TAREFAS:
1. Responda, com base no texto sobre Tom Cavalcante:
(a) Quantos anos o humorista completa e em que dia?
(b) A que série da Netflix faz referência um dos vídeos do canal dele?
(c) Em que teatro de São Paulo será apresentado o espetáculo O Tom Tá On?
2. Imprima o trecho do texto sobre Tom Cavalcante que começa em "Tom Cavalcante completa" e vai até "demonstra continuar antenado.".
3. Liste todas as pessoas que, segundo o texto sobre Tom Cavalcante, o humorista imita no vídeo recente que brinca com o BBB 22.

TEXTO DO DOCUMENTO:

Tom Cavalcante completa 60 anos de vida nesta terça-feira, 8. Hoje consolidado, foi considerado uma das grandes promessas do humor nacional na década de 1990, no qual marcou época como João Canabrava, da Escolinha do Professor Raimundo, e Ribamar, o porteiro de Sai de Baixo.
Com mais de três décadas de uma carreira baseada em muitas imitações e alguns personagens icônicos, o artista segue presente na TV, na internet e no teatro. Se o posto de humorista mais popular da atualidade já parece distante, e alguns personagens possam até soar repetitivos, Tom demonstra continuar antenado.
No Canal do Tom Cavalcante, seu espaço no YouTube, publica com frequência vídeos bem produzidos e com assuntos atuais. Num recente, mostra continuar afiado nas imitações parodiando Lula, Bolsonaro, Ciro Gomes, Moro e João Doria, em esquete que brinca com o BBB 22 (imita também Tadeu Schmidt). Em outro, a brincadeira faz referência a Round 6, série da Netflix que foi febre em 2021.
Além da presença no canal de TV pago Multishow, no streaming, apresentou a primeira temporada de LOL: Se Rir, Já Era, no Amazon Prime Vídeo. Em Sai de Baixo – O Filme (2019), buscou surfar na onda de nostalgia, apesar de o resultado ter ficado longe dos tempos áureos da atração. esteve também nos filmes Os Parças (o original e a sequência), acompanhado por Whindersson Nunes e Tirullipa, dois gigantes das redes sociais.
Tom Cavalcante segue ativo também no teatro. Em São Paulo, fará quatro apresentações do espetáculo O Tom Tá On no Teatro J. Safra (dias 1º, 2, 8 e 9 de abril, sextas e sábados, às 21h).

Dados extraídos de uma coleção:
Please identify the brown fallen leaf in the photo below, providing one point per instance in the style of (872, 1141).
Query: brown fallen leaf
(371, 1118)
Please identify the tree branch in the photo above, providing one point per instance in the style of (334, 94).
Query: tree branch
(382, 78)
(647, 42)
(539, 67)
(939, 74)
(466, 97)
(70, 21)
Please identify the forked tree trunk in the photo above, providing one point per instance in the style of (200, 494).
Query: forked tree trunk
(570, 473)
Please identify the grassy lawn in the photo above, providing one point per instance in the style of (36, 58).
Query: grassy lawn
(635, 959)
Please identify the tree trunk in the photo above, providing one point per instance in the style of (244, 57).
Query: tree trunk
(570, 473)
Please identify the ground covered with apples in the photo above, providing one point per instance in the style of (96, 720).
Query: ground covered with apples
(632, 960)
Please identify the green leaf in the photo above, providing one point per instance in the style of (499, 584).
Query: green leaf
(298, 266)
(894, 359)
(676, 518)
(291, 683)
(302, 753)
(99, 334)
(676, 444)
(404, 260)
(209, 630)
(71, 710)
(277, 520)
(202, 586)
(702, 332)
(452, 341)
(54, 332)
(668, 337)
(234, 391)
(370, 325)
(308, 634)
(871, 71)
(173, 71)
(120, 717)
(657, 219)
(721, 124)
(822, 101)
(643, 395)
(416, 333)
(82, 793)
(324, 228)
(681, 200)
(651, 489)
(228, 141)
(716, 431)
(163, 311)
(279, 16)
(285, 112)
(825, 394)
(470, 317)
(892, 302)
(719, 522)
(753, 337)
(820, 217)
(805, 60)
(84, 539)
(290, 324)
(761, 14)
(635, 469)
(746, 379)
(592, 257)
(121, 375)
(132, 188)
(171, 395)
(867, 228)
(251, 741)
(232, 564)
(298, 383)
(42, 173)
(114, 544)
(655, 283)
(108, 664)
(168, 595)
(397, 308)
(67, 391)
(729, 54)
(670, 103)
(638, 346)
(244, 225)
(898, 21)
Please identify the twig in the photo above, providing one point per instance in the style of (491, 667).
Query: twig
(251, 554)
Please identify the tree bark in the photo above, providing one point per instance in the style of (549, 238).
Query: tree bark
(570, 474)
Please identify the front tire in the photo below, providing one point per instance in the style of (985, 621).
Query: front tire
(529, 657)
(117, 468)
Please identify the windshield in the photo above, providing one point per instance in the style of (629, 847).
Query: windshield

RESPOSTAS:
1.
(a) 60 anos, na terça-feira, dia 8.
(b) Round 6.
(c) No Teatro J. Safra.

2.
Tom Cavalcante completa 60 anos de vida nesta terça-feira, 8. Hoje consolidado, foi considerado uma das grandes promessas do humor nacional na década de 1990, no qual marcou época como João Canabrava, da Escolinha do Professor Raimundo, e Ribamar, o porteiro de Sai de Baixo.
Com mais de três décadas de uma carreira baseada em muitas imitações e alguns personagens icônicos, o artista segue presente na TV, na internet e no teatro. Se o posto de humorista mais popular da atualidade já parece distante, e alguns personagens possam até soar repetitivos, Tom demonstra continuar antenado.

3. Lula, Bolsonaro, Ciro Gomes, Moro, João Doria, Tadeu Schmidt